=== Section Start ===
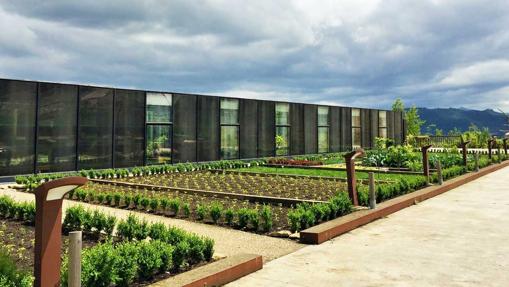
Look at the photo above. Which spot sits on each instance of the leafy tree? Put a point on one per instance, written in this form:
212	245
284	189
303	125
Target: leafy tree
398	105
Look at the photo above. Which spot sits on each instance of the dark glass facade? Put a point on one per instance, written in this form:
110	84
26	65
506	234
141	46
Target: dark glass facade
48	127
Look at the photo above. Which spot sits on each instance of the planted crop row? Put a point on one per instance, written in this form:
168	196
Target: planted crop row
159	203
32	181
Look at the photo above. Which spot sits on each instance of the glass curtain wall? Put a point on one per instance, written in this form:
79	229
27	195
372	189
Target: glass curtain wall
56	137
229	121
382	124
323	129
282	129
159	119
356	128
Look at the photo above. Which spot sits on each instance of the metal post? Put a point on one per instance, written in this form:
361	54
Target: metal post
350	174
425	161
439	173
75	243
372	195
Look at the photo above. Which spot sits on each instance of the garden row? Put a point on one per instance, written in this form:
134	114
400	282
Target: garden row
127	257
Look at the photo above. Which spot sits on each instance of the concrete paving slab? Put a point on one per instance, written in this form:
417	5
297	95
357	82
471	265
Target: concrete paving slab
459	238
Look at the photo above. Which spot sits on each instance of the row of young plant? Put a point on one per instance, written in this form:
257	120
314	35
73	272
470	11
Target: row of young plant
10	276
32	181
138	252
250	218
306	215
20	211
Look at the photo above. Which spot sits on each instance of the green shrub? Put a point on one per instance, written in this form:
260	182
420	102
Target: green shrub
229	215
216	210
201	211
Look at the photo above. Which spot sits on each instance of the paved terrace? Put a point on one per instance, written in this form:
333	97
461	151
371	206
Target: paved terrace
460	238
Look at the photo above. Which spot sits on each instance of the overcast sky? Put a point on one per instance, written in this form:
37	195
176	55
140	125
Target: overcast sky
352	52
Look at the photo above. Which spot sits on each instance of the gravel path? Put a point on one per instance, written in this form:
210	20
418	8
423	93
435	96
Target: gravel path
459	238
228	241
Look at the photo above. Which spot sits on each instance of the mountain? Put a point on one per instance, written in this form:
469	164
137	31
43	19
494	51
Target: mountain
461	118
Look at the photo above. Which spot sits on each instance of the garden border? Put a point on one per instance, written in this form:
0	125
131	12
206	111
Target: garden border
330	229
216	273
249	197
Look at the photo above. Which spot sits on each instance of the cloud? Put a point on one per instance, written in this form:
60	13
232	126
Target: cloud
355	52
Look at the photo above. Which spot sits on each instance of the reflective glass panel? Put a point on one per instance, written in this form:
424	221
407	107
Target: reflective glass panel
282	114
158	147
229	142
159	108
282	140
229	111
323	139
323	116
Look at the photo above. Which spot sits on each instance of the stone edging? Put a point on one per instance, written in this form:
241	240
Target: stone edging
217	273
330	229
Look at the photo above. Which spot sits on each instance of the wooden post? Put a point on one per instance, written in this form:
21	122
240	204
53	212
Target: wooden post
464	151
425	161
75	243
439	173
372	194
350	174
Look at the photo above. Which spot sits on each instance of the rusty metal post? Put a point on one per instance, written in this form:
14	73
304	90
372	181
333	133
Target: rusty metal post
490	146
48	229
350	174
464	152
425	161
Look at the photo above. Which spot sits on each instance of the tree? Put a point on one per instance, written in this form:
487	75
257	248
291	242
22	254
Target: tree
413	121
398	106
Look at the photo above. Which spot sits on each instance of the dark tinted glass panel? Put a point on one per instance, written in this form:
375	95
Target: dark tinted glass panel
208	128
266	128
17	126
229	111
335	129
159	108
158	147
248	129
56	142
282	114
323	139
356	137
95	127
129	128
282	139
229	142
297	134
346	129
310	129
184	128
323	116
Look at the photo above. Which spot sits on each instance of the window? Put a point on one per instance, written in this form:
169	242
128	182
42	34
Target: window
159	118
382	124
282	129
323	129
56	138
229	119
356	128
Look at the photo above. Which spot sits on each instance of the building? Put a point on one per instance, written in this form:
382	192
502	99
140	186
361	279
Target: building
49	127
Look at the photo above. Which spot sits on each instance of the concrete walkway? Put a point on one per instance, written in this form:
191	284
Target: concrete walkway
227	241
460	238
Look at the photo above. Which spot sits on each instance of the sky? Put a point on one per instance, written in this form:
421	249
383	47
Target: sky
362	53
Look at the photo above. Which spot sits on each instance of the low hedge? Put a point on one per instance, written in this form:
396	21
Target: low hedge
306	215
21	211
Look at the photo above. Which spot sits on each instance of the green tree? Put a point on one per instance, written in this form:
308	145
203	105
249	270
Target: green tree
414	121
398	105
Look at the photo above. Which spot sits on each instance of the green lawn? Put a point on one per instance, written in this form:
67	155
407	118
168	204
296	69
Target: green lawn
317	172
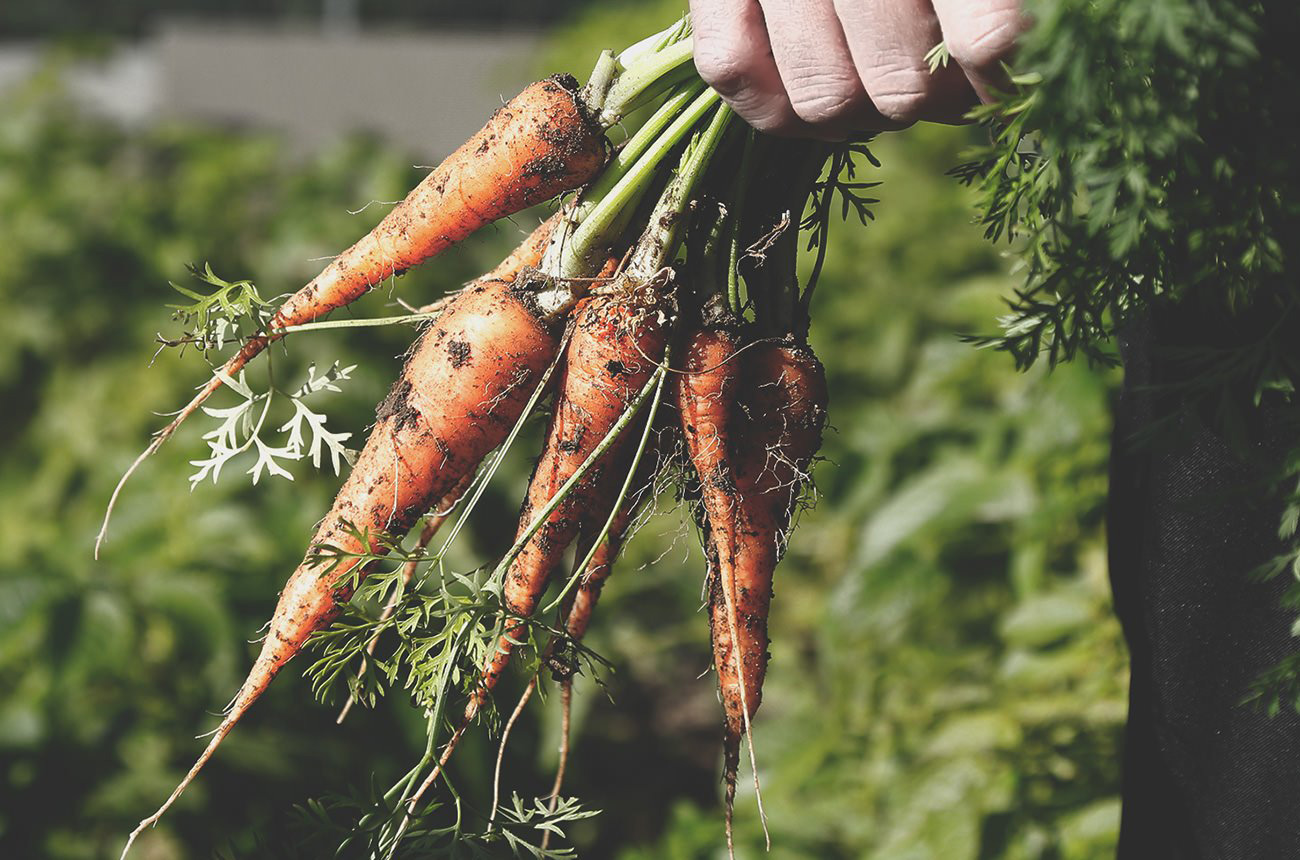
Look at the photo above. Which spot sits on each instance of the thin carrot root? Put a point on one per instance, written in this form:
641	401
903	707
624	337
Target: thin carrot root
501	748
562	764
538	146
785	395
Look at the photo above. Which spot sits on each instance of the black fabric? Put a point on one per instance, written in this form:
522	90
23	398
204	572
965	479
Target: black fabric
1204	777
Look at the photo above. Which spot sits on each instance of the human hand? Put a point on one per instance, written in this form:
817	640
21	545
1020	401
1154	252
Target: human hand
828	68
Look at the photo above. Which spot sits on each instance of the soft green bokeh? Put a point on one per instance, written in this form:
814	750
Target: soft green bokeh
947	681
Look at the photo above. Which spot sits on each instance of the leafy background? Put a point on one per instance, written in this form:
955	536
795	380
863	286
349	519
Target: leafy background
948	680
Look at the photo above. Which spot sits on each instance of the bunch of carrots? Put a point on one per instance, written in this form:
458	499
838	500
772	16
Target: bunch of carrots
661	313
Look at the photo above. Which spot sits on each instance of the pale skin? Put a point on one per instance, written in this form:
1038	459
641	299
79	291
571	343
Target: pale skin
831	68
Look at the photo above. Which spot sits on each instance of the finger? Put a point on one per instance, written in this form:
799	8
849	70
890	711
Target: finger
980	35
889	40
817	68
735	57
=== Section End ===
(Exercise):
Without the pictures, repeat the listing above exactly.

(Answer to the problem):
Look at the photo above. Which spot sits on each instance of the leafy tree? Put a point on one per instance, written in this form:
212	245
284	189
303	125
Target: leafy tree
398	105
Look at the photo above. Which spot sits on each instance of the dark glass facade? Put a point on one per instance, written in this form:
110	84
26	65
506	234
141	46
Target: dark glass facade
48	127
Look at the photo above. Which spot sits on each instance of the planted crop row? Put a point on one per instance, written in this form:
168	196
Target: planted crop row
159	203
32	181
Look at the photo above. Which spot sits on each instance of the glass curtain wall? Put a point on one per instance, written in this form:
79	229
27	195
372	189
Target: glass curtain wall
56	137
229	121
382	124
323	129
282	129
159	119
356	128
Look at the photo above. Which spot sits on each instance of the metal post? Put a point on one per instance, written in this form:
361	54
Target: metal post
350	174
425	161
439	173
75	243
372	195
Look at the photo above. Which spot sits on each instance of the garden row? Put a point on one per instance, written in this form:
134	114
400	282
Target: garden row
127	257
Look at the photo above. Which spot sits on each instance of the concrete paving slab? Put a point on one per instance, written in this form:
417	5
297	95
357	82
471	265
Target: concrete paving slab
459	238
Look at the photo above. Which spot sits on each instance of the row of young plant? Put a point on one per instance, written in this form:
257	120
314	35
73	272
470	11
Target: row of young plant
10	276
32	181
138	252
250	218
306	215
20	211
Look at the photo above. Which spot sits on each instance of the green shrub? Put a point on one per instance, written in this form:
260	182
420	102
Target: green shrub
229	215
216	210
201	211
Look at the photo above. Which spot sits on each instance of the paved terrace? Put a point on one per instance, written in this form:
333	97
461	151
371	206
Target: paved terrace
460	238
Look at the photo above. Which spot sits on each instance of the overcast sky? Put a point on one per instance, written in this form:
37	195
176	55
140	125
Target: overcast sky
352	52
Look at the photo above. Which spot sits on each instance of the gravel path? Put a point on one per instance, written in this form:
210	20
418	8
423	93
435	96
Target: gravel path
459	238
228	241
Look at the photo above. Which spot sits on each instance of the mountain? Put a point on one per instance, written in this form:
469	164
137	31
43	19
494	51
Target: mountain
461	118
Look at the photo above. Which spot sits on each instance of the garden border? Put a point on one per instance, written in this form:
0	125
131	12
206	111
Target: garden border
330	229
216	273
249	197
Look at the photo above. Which spot sits on each instance of the cloud? Put a point on one per instance, written in this form:
60	13
232	126
Target: cloud
355	52
Look at the photo above. Which spot sits on each instance of the reflective glass panel? Put a point on one per instance, written in this form:
424	221
407	107
Target: reflective glass panel
282	114
158	147
229	142
159	108
282	140
229	111
323	139
323	116
Look at the photo above. Which spot sits on each instance of the stone edging? Put a point on one per instance, written in this form:
241	240
Target: stone edging
217	273
330	229
Look at the photo above. Which spot sits on each instance of the wooden post? Put a point on one per instance, written in this form:
21	122
240	204
53	212
Target: wooden post
464	151
425	161
75	243
439	173
372	194
350	174
Look at the photo above. Which spot sits on each instance of the rusty metal post? Put a point on one per instance, written in this form:
14	73
304	90
372	181
333	133
Target: rusty metal post
490	146
48	229
350	174
464	152
425	161
Look at the photo above. Which spot sits on each instance of the tree? Put a point on one per instance, written in this form:
487	75
257	248
291	242
22	254
Target: tree
413	121
398	106
Look at the photo above. Which spot sits on each instance of the dark tinted glass panel? Put a point on one per instance, written in this form:
375	95
Target: dark tinted glass panel
208	128
266	128
17	126
229	111
335	129
159	108
158	147
248	129
56	142
282	114
323	139
356	137
95	127
129	128
282	139
229	142
297	134
346	129
310	129
184	128
323	116
Look at the photo above. Which spot sits on each instance of the window? Put a point on one per instance, written in this form:
169	242
128	182
42	34
Target: window
159	118
382	124
282	129
323	129
56	138
229	119
356	128
Look at the photo above. Which spot sits on each instance of the building? Put a point on one per instance, written in this form:
382	192
502	99
140	186
361	279
Target: building
49	127
Look at the photo above. Which spot sits on each instance of the concrete walkway? Put a point on one per instance, written in this form:
191	284
Target: concrete walkway
227	241
460	238
Look at the photo above. Which spot sits on each instance of the sky? Put a point on one per instance, written in this form:
421	249
383	47
Target: sky
362	53
Look at the photo above. Which spot sits on each instance of the low hedge? Put a point on one per instance, written in this form:
396	21
Target: low hedge
306	215
21	211
Look at the photo above. Which spot sits on each instance of the green tree? Put a point on one per instance, written in this form:
308	145
203	105
249	270
Target: green tree
414	121
398	105
Look at the photo above. Which spot sits on each instance of the green lawn? Put a point on one per instance, written in this form:
67	155
407	118
168	204
296	69
Target: green lawn
317	172
Look at the photo above. Which spot sits on each instance of the thin carrot root? Put a point on one per instance, written in this form:
641	401
903	707
624	337
Target: thin carrot root
501	748
562	764
538	146
785	395
Look at the photo above. Which spot sits on each instance of the black fabric? Put a point on one per instance, written in this form:
522	90
23	398
204	572
965	479
Target: black fabric
1204	777
Look at the photo above. Which spot sits on each instance of the human hand? Put a point on one per instance, written in this form:
817	640
21	545
1020	401
1154	252
Target: human hand
828	68
Look at the photo above. Which spot sits on each instance of the soft green bokeh? Put a point on one per instance, written in this form:
814	750
Target: soft green bokeh
947	681
Look at the photo above. Which spot sits on each instance of the leafy background? Put a point on one per instance, written in this form:
955	536
795	380
863	286
349	519
Target: leafy background
948	680
Look at the photo above. Which spot sits on each instance of the bunch of carrots? Put a point on one per instance, written in this form:
458	499
838	500
772	16
Target: bunch of carrots
661	313
Look at the photo above. Which spot sits on each instance of the pale skin? Put a point on one per instance, written in this form:
1038	459
641	299
79	291
571	343
Target: pale skin
831	68
Look at the photo above. Which spot sits on each instance of the finger? Put a point on one per instance, written in this form:
799	8
849	70
890	711
Target: finger
980	35
889	40
817	68
735	57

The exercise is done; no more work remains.